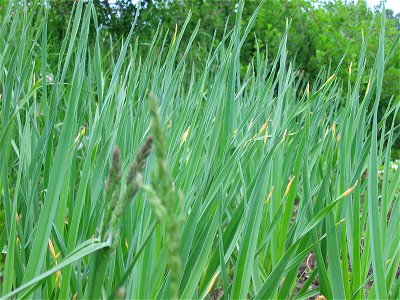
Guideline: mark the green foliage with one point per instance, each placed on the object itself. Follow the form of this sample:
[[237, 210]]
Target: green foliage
[[253, 172]]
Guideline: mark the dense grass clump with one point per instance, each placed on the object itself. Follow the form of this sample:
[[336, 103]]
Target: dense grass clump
[[145, 177]]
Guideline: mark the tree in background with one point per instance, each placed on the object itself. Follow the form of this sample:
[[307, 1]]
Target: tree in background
[[321, 32]]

....

__What to produce__.
Check each line above for the string "Guideline" and copy the ones that have it.

__Output below__.
Guideline: mark the green foliage with one point per instance, each placed on the object itself. Follow the form of this sample:
Guideline: mark the dense grass clump with one point per instance, each placed on the object itself. Follow the form of this sample:
Guideline: mark the tree in background with one point per instance, each placed on the object itself. Follow the form of this sample:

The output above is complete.